>> Start PASSAGE SHOWN

2.5 Nonlinear estimation of volcanic source location

The location for the center of a spherical magma reservoir (the deformation source) must be estimated once a realistic material property distribution has been ingested into the model. To estimate magma reservoir position, the Pinned Mesh Perturbation (PMP) method is used (Masterlark et al., 2012). The PMP method uses an auxiliary FEM to perform geometric perturbations to the initial FEM mesh. The auxiliary FEM, called CORE, is obtained as a portion of the initial model and has zero displacement boundary conditions on all edges of the FEM (pinned) and the magma reservoir within CORE has non-zero displacement (perturbation) specifications (see Figure 5). In this study, a bounding, maximum magnitude of perturbation of 1,000 m from the original position of the magma reservoir is imposed to maintain validity of the FEM mesh. The PMP method used in this study is described in detail in the Supplementary Material.

Figure 5

Figure 5. Diagram of a perturbation to the position of the magma reservoir in the PMP method used to estimate deformation source location. This exploded view reveals the optimal shift in the magma chamber location from the location in HOM. There is zero displacement along the walls of the sub-caldera CORE that houses the magma chamber within HET, a key aspect of the PMP method.

2.6 Thermal model for rheologic partitioning

Once the best-fit magma reservoir location is estimated, a thermal model is constructed to be consistent with the expected thermal regime of Okmok and define the edge the viscoelastic rind (brittle-ductile transition; Figure 6). This thermal model has the same mesh as the best-fit model found from the PMP method. This thermal model has the following specifications: the land surface has a specified temperature of 0°C, and there is no heat flux along the far field boundary of the model. The temperature of the magma reservoir wall is 1,015°C, the estimated minimum magma temperature suggested by Press et al. (2007). The Moho is placed at a depth of 30 km with a fixed temperature of 600°C based on regional thermal models (Winter, 2001). The far field boundaries of the model have an estimated temperature distribution (geothermal gradient) calculated from steady-state heat flow modeling of the domain with the prior specifications and a zero source term as given by Equation 4:

${\nabla }^{2}T=0(4)$

where T is temperature. This thermal model is used to define the region of the coupled elastic-viscoelastic model with viscoelastic material properties. The 750°C isotherm surrounding the magma reservoir is used to define the edge of the viscoelastic rind, as this isotherm represents the brittle-ductile transition for diabase at approximately 3–5 km depth (Hirth et al., 1998; Winter, 2001). Elements in the model mesh that lie outside of the 750°C isotherm are set to behave elastically, while elements that are enveloped by the isotherm behaved viscoelastically.

Figure 6

Figure 6. A rendering of the thermal model generated by the magma chamber within Okmok Volcano, Alaska, and the configuration in Table 1.

>> End PASSAGE SHOWN

REQUEST 1:
In the volcano modeling passage, what temperature does the thermal model assign to the magma reservoir wall?
The volcano modeling passage has no connection to the records.

>> Start GIVEN RECORDS

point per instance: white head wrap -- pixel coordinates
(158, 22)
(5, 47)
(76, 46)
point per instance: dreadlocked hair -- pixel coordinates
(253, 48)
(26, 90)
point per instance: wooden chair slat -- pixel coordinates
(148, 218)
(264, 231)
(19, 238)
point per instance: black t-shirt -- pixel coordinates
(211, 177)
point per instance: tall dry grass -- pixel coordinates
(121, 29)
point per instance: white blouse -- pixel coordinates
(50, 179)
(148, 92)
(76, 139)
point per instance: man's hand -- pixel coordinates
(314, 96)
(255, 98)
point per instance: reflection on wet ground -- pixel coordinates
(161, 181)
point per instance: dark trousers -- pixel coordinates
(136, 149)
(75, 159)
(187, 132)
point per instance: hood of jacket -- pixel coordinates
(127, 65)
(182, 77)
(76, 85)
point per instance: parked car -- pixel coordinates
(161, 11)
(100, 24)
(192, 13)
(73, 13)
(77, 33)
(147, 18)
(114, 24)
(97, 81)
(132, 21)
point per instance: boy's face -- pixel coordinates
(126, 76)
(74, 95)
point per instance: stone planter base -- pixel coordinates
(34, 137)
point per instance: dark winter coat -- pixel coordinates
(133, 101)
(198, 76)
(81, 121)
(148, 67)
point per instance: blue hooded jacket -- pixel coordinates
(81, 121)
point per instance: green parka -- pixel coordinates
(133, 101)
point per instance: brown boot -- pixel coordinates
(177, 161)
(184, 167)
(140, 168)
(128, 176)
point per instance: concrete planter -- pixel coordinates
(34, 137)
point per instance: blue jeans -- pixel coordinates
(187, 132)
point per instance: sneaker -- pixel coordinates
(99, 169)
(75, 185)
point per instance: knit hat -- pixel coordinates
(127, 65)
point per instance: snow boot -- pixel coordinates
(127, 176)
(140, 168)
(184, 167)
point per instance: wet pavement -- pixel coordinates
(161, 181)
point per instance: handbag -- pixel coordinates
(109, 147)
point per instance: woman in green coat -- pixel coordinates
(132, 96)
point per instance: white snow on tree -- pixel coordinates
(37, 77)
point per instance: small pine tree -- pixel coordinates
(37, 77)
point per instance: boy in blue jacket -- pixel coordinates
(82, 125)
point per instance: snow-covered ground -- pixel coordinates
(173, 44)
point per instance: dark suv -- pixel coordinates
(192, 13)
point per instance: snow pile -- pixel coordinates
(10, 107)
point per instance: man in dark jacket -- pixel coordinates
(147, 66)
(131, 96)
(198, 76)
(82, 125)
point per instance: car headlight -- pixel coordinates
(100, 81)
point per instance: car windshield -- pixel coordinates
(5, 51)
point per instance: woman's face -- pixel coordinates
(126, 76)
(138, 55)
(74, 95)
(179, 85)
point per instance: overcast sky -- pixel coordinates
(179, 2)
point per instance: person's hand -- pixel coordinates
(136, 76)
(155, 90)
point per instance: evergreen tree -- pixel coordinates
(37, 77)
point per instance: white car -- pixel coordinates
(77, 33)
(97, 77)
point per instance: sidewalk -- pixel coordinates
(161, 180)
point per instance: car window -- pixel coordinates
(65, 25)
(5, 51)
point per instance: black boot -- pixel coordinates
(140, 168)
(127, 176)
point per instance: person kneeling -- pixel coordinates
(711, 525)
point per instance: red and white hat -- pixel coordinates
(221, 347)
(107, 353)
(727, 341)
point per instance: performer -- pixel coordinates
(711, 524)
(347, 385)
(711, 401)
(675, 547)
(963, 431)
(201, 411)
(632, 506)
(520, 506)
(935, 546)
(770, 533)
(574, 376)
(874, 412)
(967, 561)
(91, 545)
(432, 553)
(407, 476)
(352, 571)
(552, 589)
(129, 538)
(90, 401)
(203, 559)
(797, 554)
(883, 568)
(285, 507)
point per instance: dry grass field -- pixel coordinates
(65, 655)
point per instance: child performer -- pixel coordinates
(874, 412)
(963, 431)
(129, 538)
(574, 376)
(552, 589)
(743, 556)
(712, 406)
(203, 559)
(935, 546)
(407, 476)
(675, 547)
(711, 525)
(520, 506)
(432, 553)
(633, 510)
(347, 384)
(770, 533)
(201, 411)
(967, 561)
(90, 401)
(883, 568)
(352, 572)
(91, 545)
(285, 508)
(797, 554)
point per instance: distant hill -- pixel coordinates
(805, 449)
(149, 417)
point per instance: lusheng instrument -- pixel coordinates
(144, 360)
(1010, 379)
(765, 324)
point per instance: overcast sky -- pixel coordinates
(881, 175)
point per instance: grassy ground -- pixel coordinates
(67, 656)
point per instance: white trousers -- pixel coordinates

>> End GIVEN RECORDS

REQUEST 2:
Gather every line of the records that contains the string "tree", treating uppercase and lowercase as different.

OUTPUT 1:
1,015°C

OUTPUT 2:
point per instance: white snow on tree -- pixel coordinates
point per instance: small pine tree -- pixel coordinates
point per instance: evergreen tree -- pixel coordinates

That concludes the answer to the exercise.